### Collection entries
-------------------------

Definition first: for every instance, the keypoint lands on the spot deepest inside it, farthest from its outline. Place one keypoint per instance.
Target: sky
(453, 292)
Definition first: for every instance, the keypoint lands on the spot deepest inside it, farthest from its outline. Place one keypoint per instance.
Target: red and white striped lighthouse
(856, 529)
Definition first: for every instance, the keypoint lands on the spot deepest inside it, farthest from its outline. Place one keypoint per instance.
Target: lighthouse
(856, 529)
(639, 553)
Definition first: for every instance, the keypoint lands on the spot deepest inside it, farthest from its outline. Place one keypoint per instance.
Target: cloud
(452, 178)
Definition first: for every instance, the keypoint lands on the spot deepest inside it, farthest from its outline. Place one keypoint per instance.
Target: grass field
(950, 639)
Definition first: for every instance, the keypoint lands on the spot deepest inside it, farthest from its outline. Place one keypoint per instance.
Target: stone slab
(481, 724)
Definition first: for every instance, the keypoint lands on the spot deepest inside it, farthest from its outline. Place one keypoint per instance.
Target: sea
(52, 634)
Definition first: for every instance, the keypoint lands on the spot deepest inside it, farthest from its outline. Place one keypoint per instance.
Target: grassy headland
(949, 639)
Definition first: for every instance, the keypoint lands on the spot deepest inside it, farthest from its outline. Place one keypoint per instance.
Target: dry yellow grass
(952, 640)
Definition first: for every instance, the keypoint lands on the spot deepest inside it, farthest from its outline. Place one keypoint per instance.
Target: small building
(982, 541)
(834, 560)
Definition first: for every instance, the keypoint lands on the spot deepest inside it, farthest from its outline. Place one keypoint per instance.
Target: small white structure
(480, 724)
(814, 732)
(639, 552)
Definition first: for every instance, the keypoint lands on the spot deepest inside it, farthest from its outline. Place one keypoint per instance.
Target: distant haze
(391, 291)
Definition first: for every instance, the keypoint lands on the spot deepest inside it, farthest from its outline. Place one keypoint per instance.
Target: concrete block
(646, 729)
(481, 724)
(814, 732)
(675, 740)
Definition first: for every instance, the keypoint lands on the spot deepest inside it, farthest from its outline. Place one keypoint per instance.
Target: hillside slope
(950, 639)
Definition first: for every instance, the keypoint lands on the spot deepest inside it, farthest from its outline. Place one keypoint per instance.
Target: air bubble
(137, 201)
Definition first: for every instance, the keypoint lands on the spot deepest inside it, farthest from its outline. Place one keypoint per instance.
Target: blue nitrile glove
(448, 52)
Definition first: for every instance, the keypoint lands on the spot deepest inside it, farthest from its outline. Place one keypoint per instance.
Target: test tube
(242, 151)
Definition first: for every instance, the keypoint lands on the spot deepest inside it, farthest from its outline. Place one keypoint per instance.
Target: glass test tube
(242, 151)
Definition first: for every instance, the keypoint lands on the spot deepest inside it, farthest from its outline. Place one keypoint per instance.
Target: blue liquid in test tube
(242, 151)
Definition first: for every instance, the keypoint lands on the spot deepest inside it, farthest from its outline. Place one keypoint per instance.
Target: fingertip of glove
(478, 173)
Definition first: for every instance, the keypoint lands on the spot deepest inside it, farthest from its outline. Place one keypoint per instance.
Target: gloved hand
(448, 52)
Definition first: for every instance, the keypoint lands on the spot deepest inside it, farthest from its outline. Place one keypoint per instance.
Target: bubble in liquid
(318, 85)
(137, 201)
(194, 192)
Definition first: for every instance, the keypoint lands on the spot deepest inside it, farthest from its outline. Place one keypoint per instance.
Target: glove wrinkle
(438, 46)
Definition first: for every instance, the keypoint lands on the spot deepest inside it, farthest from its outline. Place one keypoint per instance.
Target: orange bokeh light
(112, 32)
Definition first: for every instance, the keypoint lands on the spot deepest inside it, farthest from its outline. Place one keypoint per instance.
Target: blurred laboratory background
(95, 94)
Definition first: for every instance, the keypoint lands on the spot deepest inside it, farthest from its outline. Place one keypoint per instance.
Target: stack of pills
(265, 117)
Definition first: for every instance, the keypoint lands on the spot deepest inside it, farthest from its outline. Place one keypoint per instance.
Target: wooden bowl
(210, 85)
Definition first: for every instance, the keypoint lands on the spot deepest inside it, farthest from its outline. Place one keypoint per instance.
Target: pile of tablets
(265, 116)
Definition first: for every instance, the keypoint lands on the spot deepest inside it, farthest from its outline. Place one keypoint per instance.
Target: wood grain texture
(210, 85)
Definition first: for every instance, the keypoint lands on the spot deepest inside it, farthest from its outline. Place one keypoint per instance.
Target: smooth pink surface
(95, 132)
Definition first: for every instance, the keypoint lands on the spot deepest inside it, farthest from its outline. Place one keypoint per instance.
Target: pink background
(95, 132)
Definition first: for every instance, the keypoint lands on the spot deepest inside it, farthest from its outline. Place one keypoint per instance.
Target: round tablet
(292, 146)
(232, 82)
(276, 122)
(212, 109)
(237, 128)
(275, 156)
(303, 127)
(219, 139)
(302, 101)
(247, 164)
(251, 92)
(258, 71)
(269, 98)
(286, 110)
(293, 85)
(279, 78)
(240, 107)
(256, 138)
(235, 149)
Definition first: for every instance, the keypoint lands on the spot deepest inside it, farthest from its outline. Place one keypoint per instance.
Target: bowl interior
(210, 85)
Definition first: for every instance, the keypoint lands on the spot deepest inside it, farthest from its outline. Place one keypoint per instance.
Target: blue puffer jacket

-------------------------

### What you are asked to do
Repeat the whole listing exactly, keeping every line intact.

### Exercise solution
Definition first: for every instance, the keypoint lands on the spot deepest inside it, farthest from its outline. Place one keypoint per instance.
Target: sky
(453, 292)
Definition first: for every instance, the keypoint lands on the spot deepest inside it, farthest from its outline. Place one keypoint per instance.
Target: red and white striped lighthouse
(856, 529)
Definition first: for every instance, the keypoint lands on the spot deepest inside it, farthest from its outline. Place one keypoint per instance.
Target: lighthouse
(856, 529)
(639, 553)
Definition first: for every instance, the keypoint lands on the spot deepest inside it, farthest from its outline. Place one keypoint per instance.
Target: cloud
(452, 178)
Definition first: for every instance, the keypoint lands on the spot deepest inside it, farthest from its outline. Place one keypoint per instance.
Target: grass field
(950, 639)
Definition first: for every instance, the keypoint lands on the spot deepest inside it, farthest from its outline. Place one keypoint per instance.
Target: stone slab
(481, 724)
Definition first: for every instance, the keypoint lands on the spot deepest inside it, farthest from its outline. Place one keypoint per instance.
Target: sea
(52, 634)
Definition first: for every instance, the keypoint lands on the spot deepest inside it, farthest from its outline. Place one keypoint per instance.
Target: grassy headland
(949, 639)
Definition first: for every instance, the keypoint lands on the spot deepest inside it, farthest from its outline. Place one keypoint per instance.
Target: dry yellow grass
(952, 640)
Definition first: for every instance, the keypoint lands on the spot deepest inside it, farthest from its outline. Place one keypoint per instance.
Target: small building
(982, 541)
(834, 560)
Definition first: for every instance, the keypoint lands on the spot deepest inside it, farthest from its outline. Place one keypoint per instance.
Target: small white structure
(480, 724)
(814, 732)
(639, 552)
Definition first: for every instance, the keypoint lands on the spot deepest inside it, farthest from its outline. Place one keypoint per instance.
Target: distant haze
(391, 291)
Definition first: for every instance, the keypoint lands on the spot deepest inside it, farthest from its outline. Place one keypoint per instance.
Target: concrete block
(646, 729)
(481, 724)
(814, 732)
(675, 740)
Definition first: for every instance, the keypoint lands on the spot deepest inside it, farthest from its outline. Place one keypoint per instance.
Target: hillside slope
(950, 639)
Definition first: for every instance, the keypoint lands on the spot deepest inside it, farthest from its outline. Place one keypoint per instance.
Target: air bubble
(137, 201)
Definition first: for every instance, the keypoint lands on the spot deepest inside it, farthest from its outline. Place one keypoint per instance.
Target: blue nitrile glove
(448, 52)
Definition first: for every instance, the keypoint lands on the spot deepest inside it, farthest from its outline. Place one keypoint per instance.
Target: test tube
(242, 151)
Definition first: for every instance, the keypoint lands on the spot deepest inside it, farthest from its outline. Place one keypoint per instance.
Target: glass test tube
(242, 151)
Definition first: for every instance, the keypoint lands on the spot deepest inside it, farthest from its outline. Place one keypoint per instance.
Target: blue liquid in test tube
(242, 151)
Definition first: for every instance, the keypoint lands on the spot deepest inside it, farthest from its outline. Place one keypoint per instance.
Target: fingertip of glove
(478, 173)
Definition first: for every instance, the keypoint lands on the spot deepest inside it, farthest from its outline. Place one keypoint per instance.
Target: gloved hand
(448, 52)
Definition first: for every instance, the keypoint lands on the spot deepest inside it, farthest from its outline. Place one keypoint per instance.
Target: bubble in liquid
(318, 85)
(137, 201)
(194, 192)
Definition first: for every instance, the keypoint lands on the spot deepest inside it, farthest from its outline. Place one keypoint per instance.
Target: glove wrinkle
(438, 46)
Definition first: for every instance, the keypoint lands on the spot deepest inside it, farthest from its outline. Place one keypoint per instance.
Target: orange bokeh light
(112, 32)
Definition first: for every instance, the keypoint lands on the spot deepest inside it, farthest from its outline. Place one keypoint per instance.
Target: blurred laboratory background
(95, 94)
Definition first: for every instance, the keypoint lands on the spot deepest inside it, farthest from its outline. Place one keypoint per instance.
Target: stack of pills
(265, 117)
Definition first: for every instance, the keypoint lands on the spot deepest inside it, farthest from its outline. Place one keypoint per instance.
Target: wooden bowl
(210, 85)
Definition first: for every instance, the keypoint lands on the spot deepest inside it, farthest from its outline. Place one keypoint per instance.
Target: pile of tablets
(265, 116)
Definition first: for every instance, the keypoint lands on the spot deepest inside it, farthest from its outline. Place one keypoint per instance.
Target: wood grain texture
(210, 85)
Definition first: for every instance, the keypoint lands on the spot deepest inside it, farthest from its outline. Place one keypoint per instance.
Target: smooth pink surface
(95, 132)
Definition first: for every instance, the keypoint lands on the spot deepest inside it, farthest from its outline. Place one keypoint per instance.
Target: pink background
(95, 132)
Definition first: for every instance, the keypoint lands on the spot deepest inside it, farthest from its outline. Place one keypoint per instance.
Target: round tablet
(292, 146)
(232, 82)
(276, 122)
(212, 109)
(237, 128)
(275, 156)
(303, 127)
(219, 139)
(302, 101)
(247, 164)
(251, 92)
(258, 71)
(269, 98)
(286, 110)
(293, 85)
(279, 78)
(240, 107)
(256, 138)
(235, 149)
Definition first: for every instance, the keypoint lands on the spot deepest inside it, farthest from its outline. Place one keypoint per instance.
Target: bowl interior
(210, 85)
Definition first: for every instance, the keypoint lands on the spot deepest inside it, farthest from its outline. Place one keypoint per instance.
Target: blue puffer jacket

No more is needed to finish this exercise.